Набор заданий:
a - Перечислите все, что, согласно отрывку о доме № 47 и Арбате, исчезло из парадного и дома с приходом коммунального быта.
b - Определите, соответствует ли каждое утверждение отрывку о доме № 47 и Арбате. Ответьте «да» или «нет» и приведите решающие слова отрывка в точной цитате.
(i) У доктора оставили три из девяти комнат и бывшее помещение для прислуги.
(ii) Доктор Соловов умер уже после начала войны.
(iii) Потомки доктора покинули дом в 1940 году.
c - Продолжите отрывок о доме № 47 и Арбате, начав сразу после его последнего предложения.

Приведенный отрывок:
● ● ● ● ●

Коммунальный советский быт прочно вошел в жизнь дома № 47. Швондеры и шариковы на практике взялись осуществлять провозглашенный в их гимне принцип «Кто был ничем, тот станет всем!». Исчезла красная ковровая дорожка, что вела через все парадное в квартиры второго этажа, где жили Солововы. Туда же канул и швейцар в богатой ливрее, а вместе с ним и внутренний телефон, по которому он звонил жильцам, сообщая о пришедших к ним гостях. К доктору подселили соседей, оставив из девяти комнат лишь три, да еще и бывшее помещение для прислуги (которая теперь и сама могла рассчитывать на бывшие «буржуйские» квадратные метры). В общей сложности в квартире одновременно проживало более тридцати человек, которым приходилось часами стоять в очереди в один туалет и в одну ванную. На кухне умещалось до девяти столов. Несмотря на очевидные трудности общежития, доктор Соловов продолжал лечить людей. Он умер за год до начала войны, в 1940 году (сам поставил себе диагноз – неизлечимую болезнь). Его потомки жили в доме до начала 2000-х годов.

Ну а те, кому удалось вырваться из Советской России, с ностальгией вспоминали здешние края: «Образ юности отошедшей, жизни шумной и вольной, ласковой сутолоки, любви, надежд, успехов и меланхолий, веселья и стремления – это ты, Арбат. По тебе снегом первым летят санки, и сквозь белый флер манны сыплющейся огневисто золотеют все витрины, окна разных Эйнемов, Реттере, Филипповых, и восседает “Прага”, сладостный магнит. В цветах и в музыке, в бокалах и в сиянье жемчугов, под звон ножей, тарелок веселится шумная Москва, ни о чем не гадающая, нынче живущая, завтра сходящая, полумиллионная, полубогемская, сытая и ветром подбитая, и талантливая, и распущенная. Гремят и вьюги над Арбатом, яростно стуча по крышам, колотясь в двери облаками снега. Но сквозь мглу и вой метели невозбранно проплывает седенький извозчик, в санях вытертых, на лошаденке дмитровской, звенигородской, как корабль нехитрый, но и верный. К Рождеству елки на Арбатской площади – зеленым лесом. Приезжают дамы в соболях, везут чиновники, тащит рабочий елочку на праздник детям. И, отбушевавши Новый год, в звоне ль шампанского, в гаме ли водочки с селедкой, входят в ледяной январь, бегут, краснея носом, с усами заиндевелыми, обдуваясь паром, – кто на службу, кто торговать, по банкам и конторам. Кто – и по трактирам. Ночью же остро, хрупко-колюче горит Орион семизвездием, тайно прельщающим над кристаллом снегов», – плакал Борис Зайцев.

● ● ● ● ●

Записанные данные:

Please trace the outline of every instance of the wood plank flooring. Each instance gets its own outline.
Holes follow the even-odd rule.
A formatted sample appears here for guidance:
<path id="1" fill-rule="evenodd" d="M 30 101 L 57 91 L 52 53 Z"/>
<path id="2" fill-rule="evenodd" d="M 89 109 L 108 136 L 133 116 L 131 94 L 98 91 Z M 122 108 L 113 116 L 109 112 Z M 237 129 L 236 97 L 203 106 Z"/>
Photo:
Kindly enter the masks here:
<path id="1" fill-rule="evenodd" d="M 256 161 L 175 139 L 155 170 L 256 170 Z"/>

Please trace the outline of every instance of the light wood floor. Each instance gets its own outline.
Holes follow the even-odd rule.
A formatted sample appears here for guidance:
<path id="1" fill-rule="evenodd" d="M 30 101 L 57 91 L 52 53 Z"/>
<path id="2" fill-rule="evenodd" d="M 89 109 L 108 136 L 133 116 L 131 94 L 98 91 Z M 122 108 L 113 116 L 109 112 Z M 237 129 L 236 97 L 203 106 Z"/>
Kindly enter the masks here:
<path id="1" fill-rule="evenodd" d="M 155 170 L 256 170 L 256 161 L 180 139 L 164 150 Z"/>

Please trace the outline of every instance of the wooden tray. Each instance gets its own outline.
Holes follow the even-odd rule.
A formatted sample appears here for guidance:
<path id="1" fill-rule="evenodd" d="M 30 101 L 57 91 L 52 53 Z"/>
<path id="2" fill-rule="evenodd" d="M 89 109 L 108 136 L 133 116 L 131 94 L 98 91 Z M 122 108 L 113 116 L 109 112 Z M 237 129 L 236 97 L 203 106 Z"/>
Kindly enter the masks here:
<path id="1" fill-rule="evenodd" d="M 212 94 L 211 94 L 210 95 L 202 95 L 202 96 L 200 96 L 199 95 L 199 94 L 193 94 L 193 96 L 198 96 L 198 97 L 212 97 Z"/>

● ● ● ● ●

Ответы по порядку:
a -
- красная ковровая дорожка, что вела через все парадное в квартиры второго этажа
- швейцар в богатой ливрее
- внутренний телефон, по которому швейцар звонил жильцам

b -
(i) Да: «оставив из девяти комнат лишь три, да еще и бывшее помещение для прислуги».
(ii) Нет: «Он умер за год до начала войны, в 1940 году».
(iii) Нет: «Его потомки жили в доме до начала 2000-х годов».

c -
Лика Мизинова и Антон Чехов

В этой же квартире Соловова, теперь уже коммунальной, в 1920-х годах жил и ученый-историк Иван Иванович Полосин (1891–1956), исследователь эпохи Ивана Грозного. Выпускник Московского университета, после 1916 года он служил в Румянцевском музее, затем преподавал в институтах. В 1930 году Полосина арестовали по так называемому академическому делу, обвинив в участии в антисоветской контрреволюционной организации «Всенародный союз борьбы за возрождение свободной России». Во главе заговора чекисты поставили академика С.Ф. Платонова. Сидел Полосин в Бутырках, но виновным себя не признал. Приговорили его к трем годам концлагеря, а затем и к ссылке. В Москву он больше не вернулся.

А вот Лидию Стахиевну Мизинову (или Лику Мизинову) представлять не надо. Ее знает любой, кто читал Чехова или даже слегка приобщался к его биографии. Горячая поклонница писателя, она оставила неизгладимый след в его творчестве. Мизинова послужила прототипом Нины Заречной в пьесе «Чайка», а ее пение Чехов запечатлел в «Моей жизни» и «Черном монахе». Женщина она была красивая – настоящая Царевна Лебедь из русских сказок. «Ее пепельные вьющиеся волосы, чудесные серые глаза под “соболиными” бровями, необычайная женственность и мягкость и неуловимое очарование в соединении с полным отсутствием ломанья и почти суровой простотой – делали ее обаятельной, но она как будто не понимала, как она красива, стыдилась и обижалась, если при ней об этом кто-нибудь (…) заводил речь. Однако она не могла помешать тому, что на нее оборачивались на улице и засматривались в театре», – писала Т.Л. Щепкина-Куперник.